Problem details: How many lines of the material below contain the string "sweater"? Reply with the number only.

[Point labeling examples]
--- start ---

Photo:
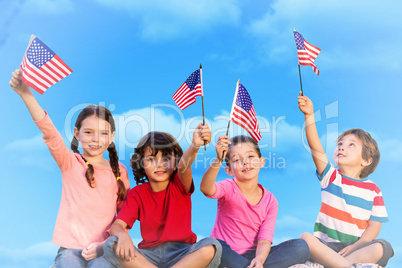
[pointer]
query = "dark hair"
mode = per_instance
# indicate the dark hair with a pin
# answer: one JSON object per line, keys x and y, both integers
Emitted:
{"x": 157, "y": 142}
{"x": 236, "y": 140}
{"x": 102, "y": 113}
{"x": 369, "y": 149}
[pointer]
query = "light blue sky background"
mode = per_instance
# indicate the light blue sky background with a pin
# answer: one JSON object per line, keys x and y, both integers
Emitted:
{"x": 131, "y": 56}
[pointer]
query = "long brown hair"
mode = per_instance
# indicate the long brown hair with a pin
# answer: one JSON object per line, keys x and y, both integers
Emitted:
{"x": 156, "y": 141}
{"x": 102, "y": 113}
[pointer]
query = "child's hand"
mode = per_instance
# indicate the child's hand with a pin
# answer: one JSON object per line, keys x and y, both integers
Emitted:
{"x": 17, "y": 84}
{"x": 346, "y": 251}
{"x": 305, "y": 105}
{"x": 201, "y": 134}
{"x": 93, "y": 251}
{"x": 125, "y": 248}
{"x": 255, "y": 263}
{"x": 221, "y": 147}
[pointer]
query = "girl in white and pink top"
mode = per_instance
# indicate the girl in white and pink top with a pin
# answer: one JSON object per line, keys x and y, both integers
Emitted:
{"x": 246, "y": 216}
{"x": 93, "y": 188}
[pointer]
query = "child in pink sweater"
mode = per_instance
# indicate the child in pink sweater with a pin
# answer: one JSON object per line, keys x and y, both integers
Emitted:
{"x": 93, "y": 188}
{"x": 245, "y": 221}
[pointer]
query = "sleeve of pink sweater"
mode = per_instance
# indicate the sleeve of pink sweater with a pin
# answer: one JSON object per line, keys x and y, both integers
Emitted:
{"x": 55, "y": 143}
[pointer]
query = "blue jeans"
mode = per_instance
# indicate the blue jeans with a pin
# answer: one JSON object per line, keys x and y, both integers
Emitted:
{"x": 388, "y": 251}
{"x": 164, "y": 255}
{"x": 68, "y": 257}
{"x": 283, "y": 255}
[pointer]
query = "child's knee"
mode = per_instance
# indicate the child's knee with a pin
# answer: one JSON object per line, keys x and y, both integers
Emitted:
{"x": 209, "y": 251}
{"x": 306, "y": 237}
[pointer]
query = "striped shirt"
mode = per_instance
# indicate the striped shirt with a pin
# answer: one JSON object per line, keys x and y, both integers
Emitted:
{"x": 346, "y": 207}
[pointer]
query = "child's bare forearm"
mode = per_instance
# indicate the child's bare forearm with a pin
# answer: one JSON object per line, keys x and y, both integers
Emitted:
{"x": 207, "y": 185}
{"x": 317, "y": 151}
{"x": 118, "y": 228}
{"x": 33, "y": 106}
{"x": 263, "y": 249}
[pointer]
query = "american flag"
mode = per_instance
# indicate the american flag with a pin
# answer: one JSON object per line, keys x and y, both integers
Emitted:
{"x": 306, "y": 52}
{"x": 185, "y": 95}
{"x": 41, "y": 67}
{"x": 243, "y": 113}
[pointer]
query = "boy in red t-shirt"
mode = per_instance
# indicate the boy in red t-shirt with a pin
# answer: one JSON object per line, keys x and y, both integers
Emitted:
{"x": 162, "y": 204}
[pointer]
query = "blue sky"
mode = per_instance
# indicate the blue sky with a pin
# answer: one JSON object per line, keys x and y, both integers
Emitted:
{"x": 131, "y": 56}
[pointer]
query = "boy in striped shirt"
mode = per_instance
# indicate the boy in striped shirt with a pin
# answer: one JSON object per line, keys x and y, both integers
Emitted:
{"x": 352, "y": 207}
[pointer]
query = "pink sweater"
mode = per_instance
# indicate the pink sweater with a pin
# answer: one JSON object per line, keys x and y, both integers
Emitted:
{"x": 85, "y": 214}
{"x": 239, "y": 223}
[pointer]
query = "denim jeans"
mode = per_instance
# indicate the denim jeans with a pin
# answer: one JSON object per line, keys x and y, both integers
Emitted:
{"x": 283, "y": 255}
{"x": 68, "y": 257}
{"x": 164, "y": 255}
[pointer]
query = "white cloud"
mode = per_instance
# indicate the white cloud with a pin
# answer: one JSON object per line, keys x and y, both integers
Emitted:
{"x": 161, "y": 19}
{"x": 390, "y": 150}
{"x": 37, "y": 255}
{"x": 54, "y": 7}
{"x": 359, "y": 33}
{"x": 35, "y": 143}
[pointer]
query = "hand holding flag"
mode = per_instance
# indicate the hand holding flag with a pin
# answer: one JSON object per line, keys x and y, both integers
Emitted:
{"x": 306, "y": 52}
{"x": 41, "y": 67}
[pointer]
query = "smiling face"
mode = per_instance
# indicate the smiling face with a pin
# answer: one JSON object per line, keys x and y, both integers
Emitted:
{"x": 244, "y": 162}
{"x": 95, "y": 135}
{"x": 348, "y": 153}
{"x": 158, "y": 167}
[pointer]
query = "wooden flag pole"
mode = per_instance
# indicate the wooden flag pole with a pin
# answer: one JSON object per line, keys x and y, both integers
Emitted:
{"x": 301, "y": 86}
{"x": 231, "y": 114}
{"x": 202, "y": 100}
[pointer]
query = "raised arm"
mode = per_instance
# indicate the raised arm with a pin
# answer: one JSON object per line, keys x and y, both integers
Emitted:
{"x": 25, "y": 93}
{"x": 261, "y": 254}
{"x": 207, "y": 185}
{"x": 317, "y": 152}
{"x": 125, "y": 247}
{"x": 201, "y": 134}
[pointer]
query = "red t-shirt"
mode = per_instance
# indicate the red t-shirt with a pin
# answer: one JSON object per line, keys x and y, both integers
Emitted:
{"x": 164, "y": 216}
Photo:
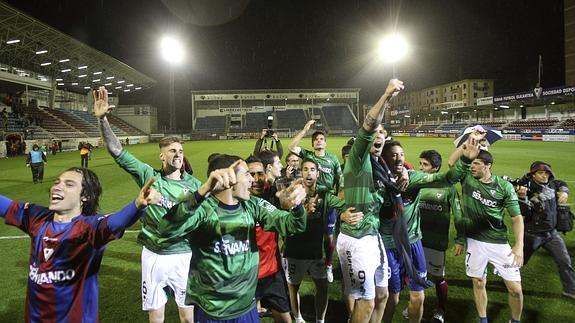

--- end ---

Exercise output: 6